** Opening GIVEN RECORDS block **

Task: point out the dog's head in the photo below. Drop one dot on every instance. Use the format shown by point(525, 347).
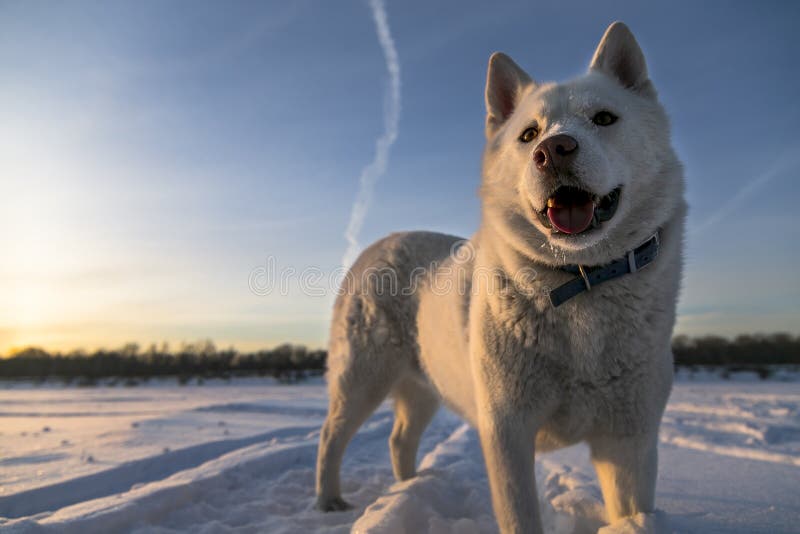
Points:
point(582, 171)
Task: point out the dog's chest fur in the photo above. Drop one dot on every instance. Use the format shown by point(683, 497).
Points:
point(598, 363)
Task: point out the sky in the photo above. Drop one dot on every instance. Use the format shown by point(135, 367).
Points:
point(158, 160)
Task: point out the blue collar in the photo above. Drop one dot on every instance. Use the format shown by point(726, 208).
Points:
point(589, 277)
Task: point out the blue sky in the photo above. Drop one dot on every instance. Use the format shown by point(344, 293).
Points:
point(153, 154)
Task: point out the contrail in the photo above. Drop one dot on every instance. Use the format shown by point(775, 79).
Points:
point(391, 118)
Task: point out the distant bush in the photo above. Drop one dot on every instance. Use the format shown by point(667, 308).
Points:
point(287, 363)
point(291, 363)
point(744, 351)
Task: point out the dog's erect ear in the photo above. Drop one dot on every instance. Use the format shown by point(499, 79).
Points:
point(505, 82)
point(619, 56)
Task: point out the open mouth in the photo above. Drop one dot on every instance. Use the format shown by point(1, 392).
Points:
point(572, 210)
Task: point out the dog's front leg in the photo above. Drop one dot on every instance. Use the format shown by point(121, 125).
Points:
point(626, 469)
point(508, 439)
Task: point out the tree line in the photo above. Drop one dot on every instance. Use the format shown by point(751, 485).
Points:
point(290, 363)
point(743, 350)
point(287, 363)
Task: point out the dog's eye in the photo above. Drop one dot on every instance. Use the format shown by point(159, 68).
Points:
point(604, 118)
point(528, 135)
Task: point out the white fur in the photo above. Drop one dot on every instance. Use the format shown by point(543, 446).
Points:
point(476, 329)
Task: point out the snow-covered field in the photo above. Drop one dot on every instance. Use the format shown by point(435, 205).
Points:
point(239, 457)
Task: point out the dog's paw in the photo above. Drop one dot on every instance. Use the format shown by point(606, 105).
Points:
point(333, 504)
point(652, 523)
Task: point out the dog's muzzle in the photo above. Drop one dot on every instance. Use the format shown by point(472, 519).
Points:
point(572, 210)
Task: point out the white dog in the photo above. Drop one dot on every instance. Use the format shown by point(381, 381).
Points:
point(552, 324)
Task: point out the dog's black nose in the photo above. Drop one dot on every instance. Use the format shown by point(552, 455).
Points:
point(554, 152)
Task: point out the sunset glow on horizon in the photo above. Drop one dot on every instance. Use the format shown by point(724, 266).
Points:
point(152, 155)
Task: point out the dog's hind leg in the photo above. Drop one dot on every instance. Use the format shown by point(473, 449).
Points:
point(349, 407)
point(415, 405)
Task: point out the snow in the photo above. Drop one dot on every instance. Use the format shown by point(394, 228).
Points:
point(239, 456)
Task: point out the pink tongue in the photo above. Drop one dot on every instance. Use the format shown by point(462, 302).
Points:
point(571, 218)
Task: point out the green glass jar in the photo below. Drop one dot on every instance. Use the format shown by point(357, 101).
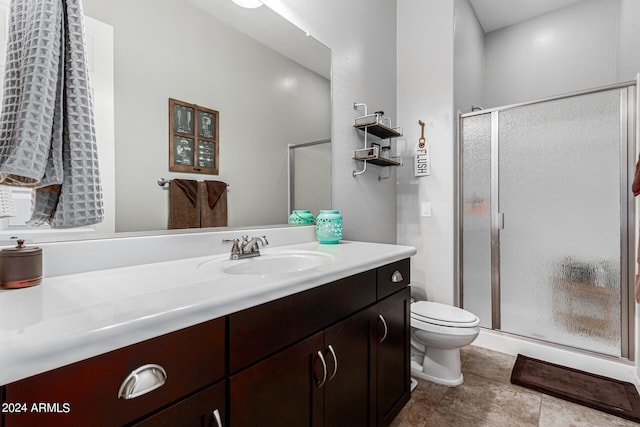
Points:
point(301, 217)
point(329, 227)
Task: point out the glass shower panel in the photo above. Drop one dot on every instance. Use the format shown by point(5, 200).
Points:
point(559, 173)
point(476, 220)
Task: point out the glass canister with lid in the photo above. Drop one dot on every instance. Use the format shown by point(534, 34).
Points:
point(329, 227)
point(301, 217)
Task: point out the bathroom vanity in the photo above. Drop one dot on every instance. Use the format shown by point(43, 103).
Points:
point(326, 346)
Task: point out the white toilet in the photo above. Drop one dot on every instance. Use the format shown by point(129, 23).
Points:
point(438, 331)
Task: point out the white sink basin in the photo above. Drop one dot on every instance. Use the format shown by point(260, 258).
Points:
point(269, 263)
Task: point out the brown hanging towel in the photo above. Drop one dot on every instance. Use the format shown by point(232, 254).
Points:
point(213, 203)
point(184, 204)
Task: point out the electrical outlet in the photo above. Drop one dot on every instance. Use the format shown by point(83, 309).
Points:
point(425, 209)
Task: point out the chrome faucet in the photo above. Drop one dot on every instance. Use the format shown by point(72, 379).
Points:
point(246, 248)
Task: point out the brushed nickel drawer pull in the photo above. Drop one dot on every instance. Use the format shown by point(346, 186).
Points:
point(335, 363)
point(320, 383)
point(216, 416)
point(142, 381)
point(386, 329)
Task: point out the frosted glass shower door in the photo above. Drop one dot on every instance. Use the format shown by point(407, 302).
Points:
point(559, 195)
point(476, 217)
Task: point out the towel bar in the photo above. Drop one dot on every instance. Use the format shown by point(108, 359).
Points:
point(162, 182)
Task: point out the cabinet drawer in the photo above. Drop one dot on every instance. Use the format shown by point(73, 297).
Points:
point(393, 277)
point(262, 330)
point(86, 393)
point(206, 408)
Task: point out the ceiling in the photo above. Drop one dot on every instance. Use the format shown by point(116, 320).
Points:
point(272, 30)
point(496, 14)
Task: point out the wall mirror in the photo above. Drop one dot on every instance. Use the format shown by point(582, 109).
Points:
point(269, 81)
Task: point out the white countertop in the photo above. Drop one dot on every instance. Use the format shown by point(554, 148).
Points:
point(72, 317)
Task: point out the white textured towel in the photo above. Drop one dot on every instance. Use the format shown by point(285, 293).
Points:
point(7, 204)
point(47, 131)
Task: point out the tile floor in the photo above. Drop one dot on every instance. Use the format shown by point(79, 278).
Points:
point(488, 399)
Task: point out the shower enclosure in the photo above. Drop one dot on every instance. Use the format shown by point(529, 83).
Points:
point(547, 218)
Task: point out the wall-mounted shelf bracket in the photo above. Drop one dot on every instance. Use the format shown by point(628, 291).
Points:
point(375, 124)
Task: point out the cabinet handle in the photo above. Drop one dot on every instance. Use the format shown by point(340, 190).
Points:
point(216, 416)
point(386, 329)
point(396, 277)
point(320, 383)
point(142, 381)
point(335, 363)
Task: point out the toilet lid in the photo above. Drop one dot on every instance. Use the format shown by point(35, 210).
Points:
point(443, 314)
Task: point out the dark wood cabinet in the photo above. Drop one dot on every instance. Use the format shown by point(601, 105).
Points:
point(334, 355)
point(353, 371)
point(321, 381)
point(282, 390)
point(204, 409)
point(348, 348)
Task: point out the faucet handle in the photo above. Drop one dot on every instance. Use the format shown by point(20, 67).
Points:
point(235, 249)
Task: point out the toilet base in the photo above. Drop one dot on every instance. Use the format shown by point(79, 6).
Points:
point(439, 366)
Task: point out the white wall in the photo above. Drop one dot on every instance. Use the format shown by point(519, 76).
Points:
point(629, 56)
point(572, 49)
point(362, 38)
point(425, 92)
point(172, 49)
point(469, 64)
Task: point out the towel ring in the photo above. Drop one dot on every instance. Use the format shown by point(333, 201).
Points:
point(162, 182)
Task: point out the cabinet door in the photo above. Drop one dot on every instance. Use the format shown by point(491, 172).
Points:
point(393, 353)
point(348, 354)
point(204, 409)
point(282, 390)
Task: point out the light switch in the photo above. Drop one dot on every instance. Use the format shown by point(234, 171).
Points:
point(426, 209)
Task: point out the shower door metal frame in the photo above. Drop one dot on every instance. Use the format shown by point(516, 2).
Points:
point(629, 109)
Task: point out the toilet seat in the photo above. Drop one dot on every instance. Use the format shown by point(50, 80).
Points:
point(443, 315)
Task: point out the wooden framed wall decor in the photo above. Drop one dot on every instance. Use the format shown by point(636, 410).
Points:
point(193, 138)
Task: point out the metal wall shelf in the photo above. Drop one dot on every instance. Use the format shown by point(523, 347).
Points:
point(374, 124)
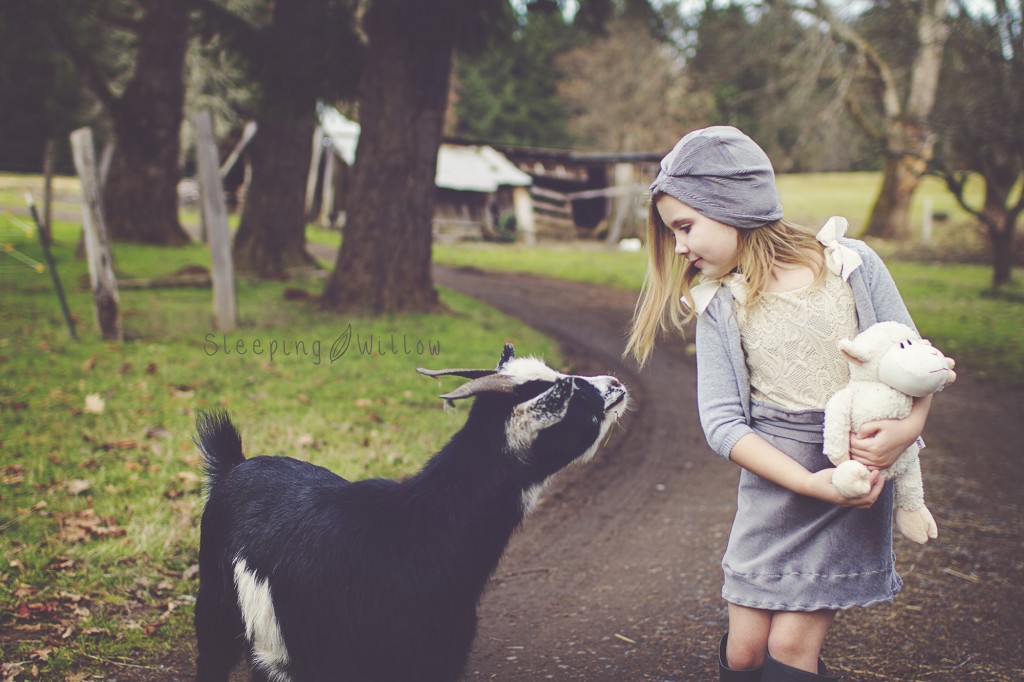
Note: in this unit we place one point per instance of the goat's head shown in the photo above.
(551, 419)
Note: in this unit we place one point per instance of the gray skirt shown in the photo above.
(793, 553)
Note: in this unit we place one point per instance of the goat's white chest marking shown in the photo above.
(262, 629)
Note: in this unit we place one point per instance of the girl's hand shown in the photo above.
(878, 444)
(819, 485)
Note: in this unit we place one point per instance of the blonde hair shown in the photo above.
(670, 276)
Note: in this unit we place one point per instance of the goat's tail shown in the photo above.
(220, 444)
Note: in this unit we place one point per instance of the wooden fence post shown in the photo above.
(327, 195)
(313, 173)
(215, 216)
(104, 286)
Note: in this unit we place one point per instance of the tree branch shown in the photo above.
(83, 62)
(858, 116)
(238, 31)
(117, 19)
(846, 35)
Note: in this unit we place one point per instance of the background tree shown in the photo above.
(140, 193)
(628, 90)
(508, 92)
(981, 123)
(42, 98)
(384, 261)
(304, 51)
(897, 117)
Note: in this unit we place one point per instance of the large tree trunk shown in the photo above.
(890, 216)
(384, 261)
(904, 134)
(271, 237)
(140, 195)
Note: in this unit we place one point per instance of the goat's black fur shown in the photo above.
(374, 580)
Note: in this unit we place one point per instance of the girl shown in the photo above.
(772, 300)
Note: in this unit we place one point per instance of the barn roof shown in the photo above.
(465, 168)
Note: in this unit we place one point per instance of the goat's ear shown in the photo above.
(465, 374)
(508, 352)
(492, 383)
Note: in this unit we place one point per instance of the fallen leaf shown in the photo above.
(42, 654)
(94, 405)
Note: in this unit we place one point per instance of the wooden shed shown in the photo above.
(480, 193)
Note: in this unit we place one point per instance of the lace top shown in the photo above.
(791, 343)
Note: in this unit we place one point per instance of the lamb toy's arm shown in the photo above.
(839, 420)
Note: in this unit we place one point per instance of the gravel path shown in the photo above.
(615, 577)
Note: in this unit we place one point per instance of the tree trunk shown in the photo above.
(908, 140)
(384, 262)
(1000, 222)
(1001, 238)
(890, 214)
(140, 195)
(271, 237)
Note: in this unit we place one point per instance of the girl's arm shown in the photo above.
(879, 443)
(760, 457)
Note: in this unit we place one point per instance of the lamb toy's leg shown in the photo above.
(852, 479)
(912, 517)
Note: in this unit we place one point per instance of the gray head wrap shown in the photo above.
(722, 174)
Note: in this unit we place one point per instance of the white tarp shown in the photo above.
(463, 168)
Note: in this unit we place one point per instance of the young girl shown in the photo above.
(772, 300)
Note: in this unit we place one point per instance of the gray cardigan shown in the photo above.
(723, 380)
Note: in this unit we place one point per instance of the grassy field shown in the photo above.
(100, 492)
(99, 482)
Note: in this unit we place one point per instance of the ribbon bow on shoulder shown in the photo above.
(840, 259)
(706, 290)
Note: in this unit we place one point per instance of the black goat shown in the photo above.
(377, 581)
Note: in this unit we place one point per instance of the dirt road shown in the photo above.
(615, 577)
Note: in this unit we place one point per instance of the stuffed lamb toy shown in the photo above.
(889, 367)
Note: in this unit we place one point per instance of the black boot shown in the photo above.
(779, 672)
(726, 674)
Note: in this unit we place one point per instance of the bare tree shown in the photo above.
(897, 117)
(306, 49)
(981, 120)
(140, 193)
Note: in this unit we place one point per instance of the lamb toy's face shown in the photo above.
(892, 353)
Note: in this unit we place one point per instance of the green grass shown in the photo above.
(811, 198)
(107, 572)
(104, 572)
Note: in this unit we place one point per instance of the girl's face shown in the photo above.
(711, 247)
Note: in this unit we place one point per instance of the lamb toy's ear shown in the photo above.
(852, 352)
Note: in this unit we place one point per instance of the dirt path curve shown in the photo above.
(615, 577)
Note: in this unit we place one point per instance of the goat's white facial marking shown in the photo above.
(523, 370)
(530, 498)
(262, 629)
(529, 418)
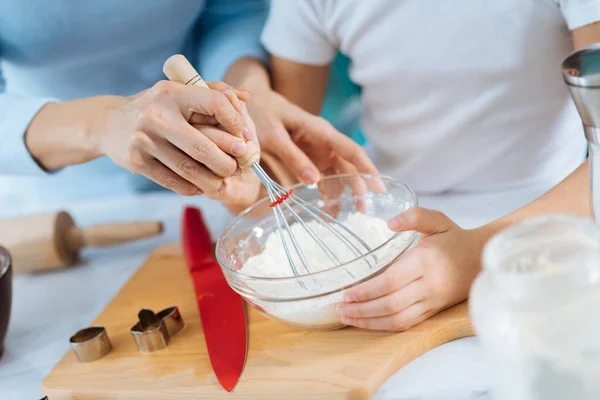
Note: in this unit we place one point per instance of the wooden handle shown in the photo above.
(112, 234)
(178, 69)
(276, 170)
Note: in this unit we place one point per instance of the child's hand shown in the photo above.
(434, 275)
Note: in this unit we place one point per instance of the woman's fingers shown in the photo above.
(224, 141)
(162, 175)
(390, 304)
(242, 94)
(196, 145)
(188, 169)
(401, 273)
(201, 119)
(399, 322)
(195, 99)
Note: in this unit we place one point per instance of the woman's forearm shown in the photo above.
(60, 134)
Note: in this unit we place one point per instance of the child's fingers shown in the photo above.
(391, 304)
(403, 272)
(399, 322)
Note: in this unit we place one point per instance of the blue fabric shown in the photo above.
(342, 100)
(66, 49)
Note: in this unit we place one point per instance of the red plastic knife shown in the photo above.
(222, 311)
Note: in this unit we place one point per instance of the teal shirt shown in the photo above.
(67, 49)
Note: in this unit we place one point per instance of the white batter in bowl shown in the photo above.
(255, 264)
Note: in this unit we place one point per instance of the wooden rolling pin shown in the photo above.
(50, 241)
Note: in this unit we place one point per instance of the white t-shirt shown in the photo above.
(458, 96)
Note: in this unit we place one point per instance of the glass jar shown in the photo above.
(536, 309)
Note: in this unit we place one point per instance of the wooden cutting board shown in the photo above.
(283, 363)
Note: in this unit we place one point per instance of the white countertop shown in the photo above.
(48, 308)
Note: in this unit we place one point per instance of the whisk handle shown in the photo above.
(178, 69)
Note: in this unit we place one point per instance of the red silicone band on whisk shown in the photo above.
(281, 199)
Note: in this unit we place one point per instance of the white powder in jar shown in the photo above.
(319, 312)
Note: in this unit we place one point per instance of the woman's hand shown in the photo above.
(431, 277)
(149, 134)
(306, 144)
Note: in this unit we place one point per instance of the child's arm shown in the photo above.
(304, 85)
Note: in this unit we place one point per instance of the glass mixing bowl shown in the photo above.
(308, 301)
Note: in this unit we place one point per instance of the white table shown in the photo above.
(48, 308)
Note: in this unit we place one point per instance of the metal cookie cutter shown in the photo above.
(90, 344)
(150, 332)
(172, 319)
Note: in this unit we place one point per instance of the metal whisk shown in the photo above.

** Closing GIVEN RECORDS block **

What is needed is a verbatim copy of every line in the records above from the one containing "Task: point out the dog's chest" down to the one containing "Task: point out the white fur", both included, and nothing more.

Task: point out the dog's chest fur in the photo above. Drop one dot on every instance. Use the format shown by point(683, 497).
Points:
point(598, 363)
Task: point out the sky in the photo above. Drop one dot on every instance. Use the format shown by point(135, 367).
Points:
point(158, 160)
Task: point out the blue collar in the photo above. Drop one dot on every instance. Use the format shown by point(726, 208).
Points:
point(589, 277)
Task: point out the blue sky in the photo above. Drop one dot on every instance. Use the format shown by point(344, 293).
Points:
point(153, 154)
Task: point out the contrail in the photo above. Drop one dot on every instance. Use the format shown by point(775, 79).
Points:
point(391, 118)
Task: point out the distant bush in the photo above. Drop one dot on every instance. Use the format shown by point(667, 308).
Points:
point(287, 363)
point(291, 363)
point(744, 351)
Task: point out the dog's erect ear in the photo above. Drop one dot on every instance. Use the format shown by point(499, 79).
Points:
point(505, 82)
point(619, 56)
Task: point out the open mouth in the photo above. Drop one dot on every instance. Use the format shown by point(1, 392).
Points:
point(572, 210)
Task: point out the dog's front leg in the photo above. Drop one dot on every instance. Use the format shown by point(121, 125).
Points:
point(626, 469)
point(508, 439)
Task: point out the tree line in the photo above. Drop one dot on every instance. Use the format shown by point(751, 485).
Points:
point(290, 363)
point(743, 350)
point(287, 363)
Task: point out the dog's eye in the photo above. Drop one dot on every instance. Use the format shown by point(159, 68).
Points:
point(604, 118)
point(528, 135)
Task: point out the white fur in the photo above. Drop one dot on every instance. Use the format shown by point(543, 446).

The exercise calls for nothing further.